* COMPLETE THE FOLLOWING
A – Reproduce the passage in the image forming apparatus excerpt, starting at "FIG. 7 is a" and ending at "not be repeated.".
B – In the image forming apparatus excerpt, what is used to charge the surface of the photosensitive drum 21 to a uniform electric potential?

FIG. 7 is a schematic view of an image forming apparatus according to an example. In the image forming apparatus of this example, a photo-finishing part 2a functions as both the fixer 60 and the photo-finishing part 2 shown in FIGS. 1 and 6. From among components shown in FIG. 7, the same components as those shown in FIGS. 1 and 6 are denoted by the same reference numerals, and descriptions thereof will not be repeated.

Referring to FIG. 7, the image forming part 1a and the photo-finishing part 2a are shown. The image forming part 1a of this example forms a toner image on the print medium P by using an electrophotographic method. The photo-finishing part 2a forms the coating nip CN, through which the base member 90 supporting the coating film CF by one surface and the print medium P having formed thereon a toner image pass while being overlapped with each other, and fix the toner image and the coating film CF onto the print medium P.

When a print command is received from a host or the like (not shown), a control unit (not shown) charges the surface of the photosensitive drum 21 to a uniform electric potential by using the charging roller 22. The exposing unit 10 scans, for example, four light beams modulated in correspondence with image information of respective colors to the photosensitive drums 21 of the developing devices 20C, 20M, 20Y, and 20K and forms electrostatic latent images on the photosensitive drums 21, respectively. The developing rollers 23 of the developing devices 20C, 20M, 20Y, and 20K supply toners of C, M, Y, and K colors to the corresponding photosensitive drums 21, respectively, thereby developing the electrostatic latent images to visible toner images. The toner images are transferred onto the intermediate transfer belt 30 while overlapped with each other. The print medium P loaded on a feed tray 80 is transported along a print path 81 to a transfer nip at which the transfer roller 50 and the intermediate transfer belt 30 face each other. The toner images intermediately transferred onto the intermediate transfer belt 30 are transferred onto the print medium P by a transfer bias voltage applied to the transfer roller 50.

Collected data entries:
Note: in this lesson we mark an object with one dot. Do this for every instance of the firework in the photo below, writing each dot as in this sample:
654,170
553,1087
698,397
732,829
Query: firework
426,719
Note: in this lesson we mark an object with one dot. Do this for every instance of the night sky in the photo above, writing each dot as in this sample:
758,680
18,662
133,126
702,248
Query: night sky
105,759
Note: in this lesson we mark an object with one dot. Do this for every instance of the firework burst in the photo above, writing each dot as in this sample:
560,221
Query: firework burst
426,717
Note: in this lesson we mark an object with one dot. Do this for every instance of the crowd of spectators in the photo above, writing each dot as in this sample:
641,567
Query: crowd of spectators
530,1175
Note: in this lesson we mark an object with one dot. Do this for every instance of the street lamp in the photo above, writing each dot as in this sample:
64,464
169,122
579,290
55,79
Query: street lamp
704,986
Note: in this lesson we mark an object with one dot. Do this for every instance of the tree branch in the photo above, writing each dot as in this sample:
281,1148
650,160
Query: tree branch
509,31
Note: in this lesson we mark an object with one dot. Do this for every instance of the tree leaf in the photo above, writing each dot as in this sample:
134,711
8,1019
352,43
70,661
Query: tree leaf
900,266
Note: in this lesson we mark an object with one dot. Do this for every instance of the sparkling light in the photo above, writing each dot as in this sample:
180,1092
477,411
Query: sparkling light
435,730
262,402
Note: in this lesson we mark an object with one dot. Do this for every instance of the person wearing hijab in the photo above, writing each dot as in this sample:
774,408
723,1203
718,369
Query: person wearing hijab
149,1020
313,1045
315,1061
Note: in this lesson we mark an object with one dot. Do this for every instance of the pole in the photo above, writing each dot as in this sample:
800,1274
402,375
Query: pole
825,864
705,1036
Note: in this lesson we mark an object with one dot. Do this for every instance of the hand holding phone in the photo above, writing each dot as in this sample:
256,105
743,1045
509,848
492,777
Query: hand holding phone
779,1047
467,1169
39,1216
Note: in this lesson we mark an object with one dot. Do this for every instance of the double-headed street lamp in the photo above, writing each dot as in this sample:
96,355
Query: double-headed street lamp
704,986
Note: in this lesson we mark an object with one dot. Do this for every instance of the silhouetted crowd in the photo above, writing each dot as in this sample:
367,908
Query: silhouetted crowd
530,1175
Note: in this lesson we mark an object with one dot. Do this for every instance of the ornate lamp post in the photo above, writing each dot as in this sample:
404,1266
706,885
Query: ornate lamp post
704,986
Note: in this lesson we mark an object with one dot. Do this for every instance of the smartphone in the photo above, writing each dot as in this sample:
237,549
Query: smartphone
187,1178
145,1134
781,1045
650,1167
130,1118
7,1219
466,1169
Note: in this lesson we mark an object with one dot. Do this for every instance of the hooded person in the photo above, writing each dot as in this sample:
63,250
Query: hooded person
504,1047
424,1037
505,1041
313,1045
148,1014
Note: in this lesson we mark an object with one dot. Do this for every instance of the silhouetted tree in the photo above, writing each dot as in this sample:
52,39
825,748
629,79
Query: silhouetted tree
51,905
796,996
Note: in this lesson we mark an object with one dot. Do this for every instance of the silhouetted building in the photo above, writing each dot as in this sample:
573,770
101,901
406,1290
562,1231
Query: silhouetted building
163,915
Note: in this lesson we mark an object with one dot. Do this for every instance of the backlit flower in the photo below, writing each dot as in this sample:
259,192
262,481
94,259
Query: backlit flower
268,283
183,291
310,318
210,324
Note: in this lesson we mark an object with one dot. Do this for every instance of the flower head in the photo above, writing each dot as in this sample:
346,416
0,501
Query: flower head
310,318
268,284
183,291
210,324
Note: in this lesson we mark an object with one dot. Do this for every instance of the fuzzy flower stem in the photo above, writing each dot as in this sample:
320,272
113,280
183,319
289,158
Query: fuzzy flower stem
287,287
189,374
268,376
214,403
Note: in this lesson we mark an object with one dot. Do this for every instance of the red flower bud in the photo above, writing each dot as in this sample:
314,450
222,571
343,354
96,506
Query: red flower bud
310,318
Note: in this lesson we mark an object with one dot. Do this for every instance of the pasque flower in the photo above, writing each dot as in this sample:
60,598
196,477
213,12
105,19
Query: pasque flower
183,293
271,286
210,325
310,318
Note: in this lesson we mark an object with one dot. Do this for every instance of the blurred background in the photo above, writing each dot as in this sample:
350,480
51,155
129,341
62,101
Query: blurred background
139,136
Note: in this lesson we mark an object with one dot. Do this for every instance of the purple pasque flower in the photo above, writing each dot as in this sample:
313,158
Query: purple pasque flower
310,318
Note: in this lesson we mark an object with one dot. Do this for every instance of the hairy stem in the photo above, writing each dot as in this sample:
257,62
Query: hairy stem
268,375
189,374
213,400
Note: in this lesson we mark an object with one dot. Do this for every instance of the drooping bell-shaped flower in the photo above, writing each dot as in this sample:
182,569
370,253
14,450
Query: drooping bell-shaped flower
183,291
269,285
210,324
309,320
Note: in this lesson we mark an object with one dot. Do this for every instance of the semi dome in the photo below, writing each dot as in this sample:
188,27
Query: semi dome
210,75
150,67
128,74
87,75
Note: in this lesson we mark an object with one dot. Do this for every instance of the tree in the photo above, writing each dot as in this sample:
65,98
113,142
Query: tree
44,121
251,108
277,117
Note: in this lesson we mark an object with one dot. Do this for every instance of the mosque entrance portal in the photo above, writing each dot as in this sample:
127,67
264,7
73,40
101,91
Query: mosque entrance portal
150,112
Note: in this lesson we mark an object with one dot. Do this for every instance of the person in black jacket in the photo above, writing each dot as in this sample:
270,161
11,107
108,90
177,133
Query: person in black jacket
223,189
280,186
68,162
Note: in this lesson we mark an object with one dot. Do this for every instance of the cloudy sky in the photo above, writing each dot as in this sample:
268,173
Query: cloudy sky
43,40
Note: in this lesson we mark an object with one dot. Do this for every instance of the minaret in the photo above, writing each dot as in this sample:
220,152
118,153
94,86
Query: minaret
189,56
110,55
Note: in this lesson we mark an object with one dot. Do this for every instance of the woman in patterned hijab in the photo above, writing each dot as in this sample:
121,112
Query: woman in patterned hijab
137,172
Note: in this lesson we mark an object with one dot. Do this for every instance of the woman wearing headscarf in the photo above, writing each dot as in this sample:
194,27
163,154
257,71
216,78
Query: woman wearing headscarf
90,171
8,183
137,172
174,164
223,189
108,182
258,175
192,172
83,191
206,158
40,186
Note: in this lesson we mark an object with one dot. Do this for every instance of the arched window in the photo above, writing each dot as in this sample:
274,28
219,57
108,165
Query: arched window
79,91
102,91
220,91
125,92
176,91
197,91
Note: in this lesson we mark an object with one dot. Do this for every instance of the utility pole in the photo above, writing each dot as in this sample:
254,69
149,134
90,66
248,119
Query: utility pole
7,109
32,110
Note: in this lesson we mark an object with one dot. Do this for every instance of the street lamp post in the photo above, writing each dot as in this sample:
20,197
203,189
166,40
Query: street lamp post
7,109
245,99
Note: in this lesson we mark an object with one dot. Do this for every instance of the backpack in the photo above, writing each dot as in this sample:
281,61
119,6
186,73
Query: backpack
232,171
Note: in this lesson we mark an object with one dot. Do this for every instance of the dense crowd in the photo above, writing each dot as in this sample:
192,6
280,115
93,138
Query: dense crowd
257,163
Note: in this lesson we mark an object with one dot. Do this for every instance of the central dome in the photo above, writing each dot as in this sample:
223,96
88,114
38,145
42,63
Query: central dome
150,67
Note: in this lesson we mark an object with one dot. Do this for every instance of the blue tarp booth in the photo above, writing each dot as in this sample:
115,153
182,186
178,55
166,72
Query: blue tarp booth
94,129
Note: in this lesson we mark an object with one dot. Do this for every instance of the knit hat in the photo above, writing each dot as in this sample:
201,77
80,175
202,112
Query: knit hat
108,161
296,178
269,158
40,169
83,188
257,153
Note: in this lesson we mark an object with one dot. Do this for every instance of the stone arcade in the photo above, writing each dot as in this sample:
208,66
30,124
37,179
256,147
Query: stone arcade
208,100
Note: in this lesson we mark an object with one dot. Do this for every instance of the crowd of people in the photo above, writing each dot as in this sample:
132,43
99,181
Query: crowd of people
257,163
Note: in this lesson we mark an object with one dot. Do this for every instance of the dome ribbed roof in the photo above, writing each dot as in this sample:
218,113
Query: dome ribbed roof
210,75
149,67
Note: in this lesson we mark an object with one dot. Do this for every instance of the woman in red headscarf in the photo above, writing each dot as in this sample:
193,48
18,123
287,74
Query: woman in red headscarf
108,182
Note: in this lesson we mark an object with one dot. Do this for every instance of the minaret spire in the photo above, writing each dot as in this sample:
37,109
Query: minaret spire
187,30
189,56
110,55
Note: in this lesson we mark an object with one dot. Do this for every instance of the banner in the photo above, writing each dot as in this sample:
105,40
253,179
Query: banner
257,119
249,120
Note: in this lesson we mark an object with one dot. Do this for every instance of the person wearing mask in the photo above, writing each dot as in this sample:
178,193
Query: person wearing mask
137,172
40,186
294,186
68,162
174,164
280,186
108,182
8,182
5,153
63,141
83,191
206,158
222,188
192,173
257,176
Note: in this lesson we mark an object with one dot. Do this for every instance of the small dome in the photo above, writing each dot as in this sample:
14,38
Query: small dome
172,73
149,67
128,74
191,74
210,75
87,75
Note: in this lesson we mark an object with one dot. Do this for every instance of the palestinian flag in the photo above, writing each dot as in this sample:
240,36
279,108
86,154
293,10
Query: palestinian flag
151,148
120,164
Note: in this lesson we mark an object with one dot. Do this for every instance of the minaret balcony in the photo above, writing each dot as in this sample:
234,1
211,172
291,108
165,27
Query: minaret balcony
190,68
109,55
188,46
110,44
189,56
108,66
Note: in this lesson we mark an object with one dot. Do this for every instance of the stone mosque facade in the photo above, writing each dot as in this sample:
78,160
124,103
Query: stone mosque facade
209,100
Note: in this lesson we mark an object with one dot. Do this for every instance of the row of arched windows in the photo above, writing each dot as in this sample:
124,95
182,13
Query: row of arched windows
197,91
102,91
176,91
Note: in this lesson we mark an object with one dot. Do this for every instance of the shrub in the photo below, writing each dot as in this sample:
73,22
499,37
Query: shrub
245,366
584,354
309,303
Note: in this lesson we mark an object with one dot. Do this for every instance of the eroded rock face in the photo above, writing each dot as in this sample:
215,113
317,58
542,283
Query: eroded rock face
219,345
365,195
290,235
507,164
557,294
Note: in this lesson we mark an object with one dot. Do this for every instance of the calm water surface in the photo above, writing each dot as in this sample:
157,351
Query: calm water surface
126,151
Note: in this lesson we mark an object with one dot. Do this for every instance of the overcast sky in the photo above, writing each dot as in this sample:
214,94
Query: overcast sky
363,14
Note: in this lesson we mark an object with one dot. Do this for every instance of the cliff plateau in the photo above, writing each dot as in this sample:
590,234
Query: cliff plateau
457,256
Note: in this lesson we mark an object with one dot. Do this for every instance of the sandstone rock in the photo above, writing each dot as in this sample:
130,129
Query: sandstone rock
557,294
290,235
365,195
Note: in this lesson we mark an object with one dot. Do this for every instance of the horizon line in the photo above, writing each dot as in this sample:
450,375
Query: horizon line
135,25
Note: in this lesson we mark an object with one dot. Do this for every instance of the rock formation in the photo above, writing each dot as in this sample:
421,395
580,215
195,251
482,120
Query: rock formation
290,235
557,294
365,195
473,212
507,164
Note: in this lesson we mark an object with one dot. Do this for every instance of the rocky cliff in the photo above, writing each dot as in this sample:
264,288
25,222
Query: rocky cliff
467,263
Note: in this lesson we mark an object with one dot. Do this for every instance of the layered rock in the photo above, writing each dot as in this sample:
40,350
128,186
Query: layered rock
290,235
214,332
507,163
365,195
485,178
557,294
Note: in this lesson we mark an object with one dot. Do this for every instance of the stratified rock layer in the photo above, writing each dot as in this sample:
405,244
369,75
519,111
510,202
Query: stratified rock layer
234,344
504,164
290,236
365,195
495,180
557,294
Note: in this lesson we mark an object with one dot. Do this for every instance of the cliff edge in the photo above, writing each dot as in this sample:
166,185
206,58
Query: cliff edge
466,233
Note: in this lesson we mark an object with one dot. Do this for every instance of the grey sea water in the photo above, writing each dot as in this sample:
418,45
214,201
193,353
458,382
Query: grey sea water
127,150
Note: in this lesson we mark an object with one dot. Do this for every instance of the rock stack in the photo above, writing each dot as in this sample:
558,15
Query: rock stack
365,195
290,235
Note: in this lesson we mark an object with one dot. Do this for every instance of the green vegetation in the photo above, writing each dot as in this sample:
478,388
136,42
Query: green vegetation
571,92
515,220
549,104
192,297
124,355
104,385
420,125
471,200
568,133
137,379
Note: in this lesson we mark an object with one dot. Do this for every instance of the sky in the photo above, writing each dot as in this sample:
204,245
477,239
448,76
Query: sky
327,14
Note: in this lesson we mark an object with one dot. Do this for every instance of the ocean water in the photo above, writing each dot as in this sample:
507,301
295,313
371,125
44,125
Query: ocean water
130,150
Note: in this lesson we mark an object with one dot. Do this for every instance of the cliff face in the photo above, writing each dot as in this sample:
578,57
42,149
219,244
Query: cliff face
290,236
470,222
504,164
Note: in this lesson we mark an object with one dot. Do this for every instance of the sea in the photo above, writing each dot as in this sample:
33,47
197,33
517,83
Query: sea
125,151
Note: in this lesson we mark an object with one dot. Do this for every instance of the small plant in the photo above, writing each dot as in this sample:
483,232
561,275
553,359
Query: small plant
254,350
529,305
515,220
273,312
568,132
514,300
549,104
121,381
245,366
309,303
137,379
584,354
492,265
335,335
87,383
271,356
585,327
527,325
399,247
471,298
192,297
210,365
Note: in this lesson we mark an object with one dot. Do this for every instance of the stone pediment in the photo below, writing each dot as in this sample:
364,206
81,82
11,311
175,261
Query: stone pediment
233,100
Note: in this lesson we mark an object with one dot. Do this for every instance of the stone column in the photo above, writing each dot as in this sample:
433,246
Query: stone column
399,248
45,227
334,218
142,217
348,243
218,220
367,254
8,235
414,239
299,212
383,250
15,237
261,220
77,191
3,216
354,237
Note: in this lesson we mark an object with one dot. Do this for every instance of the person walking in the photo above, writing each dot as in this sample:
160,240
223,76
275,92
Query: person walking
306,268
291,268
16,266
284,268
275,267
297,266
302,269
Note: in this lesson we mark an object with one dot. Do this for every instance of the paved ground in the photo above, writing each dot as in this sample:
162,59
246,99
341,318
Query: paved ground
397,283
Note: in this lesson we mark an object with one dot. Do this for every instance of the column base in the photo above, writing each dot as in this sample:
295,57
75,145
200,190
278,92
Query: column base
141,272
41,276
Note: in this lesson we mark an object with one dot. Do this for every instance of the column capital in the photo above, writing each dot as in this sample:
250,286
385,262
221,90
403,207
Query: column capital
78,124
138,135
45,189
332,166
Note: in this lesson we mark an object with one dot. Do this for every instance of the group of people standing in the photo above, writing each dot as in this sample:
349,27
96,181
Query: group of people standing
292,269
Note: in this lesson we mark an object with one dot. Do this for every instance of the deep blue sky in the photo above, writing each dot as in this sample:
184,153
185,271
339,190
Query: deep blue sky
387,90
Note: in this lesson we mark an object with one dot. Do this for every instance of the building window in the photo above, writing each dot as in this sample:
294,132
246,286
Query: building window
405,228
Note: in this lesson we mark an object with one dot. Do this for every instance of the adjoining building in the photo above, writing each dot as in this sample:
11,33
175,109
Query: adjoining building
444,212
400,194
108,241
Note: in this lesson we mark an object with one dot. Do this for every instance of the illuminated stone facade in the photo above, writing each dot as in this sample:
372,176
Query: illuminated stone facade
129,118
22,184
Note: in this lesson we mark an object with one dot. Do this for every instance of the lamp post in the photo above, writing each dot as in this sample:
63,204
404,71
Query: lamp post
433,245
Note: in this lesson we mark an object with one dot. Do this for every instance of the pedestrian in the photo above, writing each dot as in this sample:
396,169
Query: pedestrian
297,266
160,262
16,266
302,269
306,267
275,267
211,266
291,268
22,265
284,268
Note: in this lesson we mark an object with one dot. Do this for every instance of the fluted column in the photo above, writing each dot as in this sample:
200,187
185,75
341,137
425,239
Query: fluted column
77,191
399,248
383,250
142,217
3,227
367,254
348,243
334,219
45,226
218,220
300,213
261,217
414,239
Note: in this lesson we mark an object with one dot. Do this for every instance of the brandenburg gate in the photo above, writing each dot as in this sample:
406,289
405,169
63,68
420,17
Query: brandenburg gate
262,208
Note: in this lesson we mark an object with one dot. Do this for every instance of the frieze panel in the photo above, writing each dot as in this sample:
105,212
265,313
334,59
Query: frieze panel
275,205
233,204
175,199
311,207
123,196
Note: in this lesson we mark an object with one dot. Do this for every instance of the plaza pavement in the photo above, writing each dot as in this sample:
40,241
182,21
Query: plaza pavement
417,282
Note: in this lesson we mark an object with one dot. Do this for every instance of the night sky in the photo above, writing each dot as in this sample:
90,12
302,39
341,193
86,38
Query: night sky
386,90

* ANSWERS PROVIDED
A –
FIG. 7 is a schematic view of an image forming apparatus according to an example. In the image forming apparatus of this example, a photo-finishing part 2a functions as both the fixer 60 and the photo-finishing part 2 shown in FIGS. 1 and 6. From among components shown in FIG. 7, the same components as those shown in FIGS. 1 and 6 are denoted by the same reference numerals, and descriptions thereof will not be repeated.

B – The charging roller 22.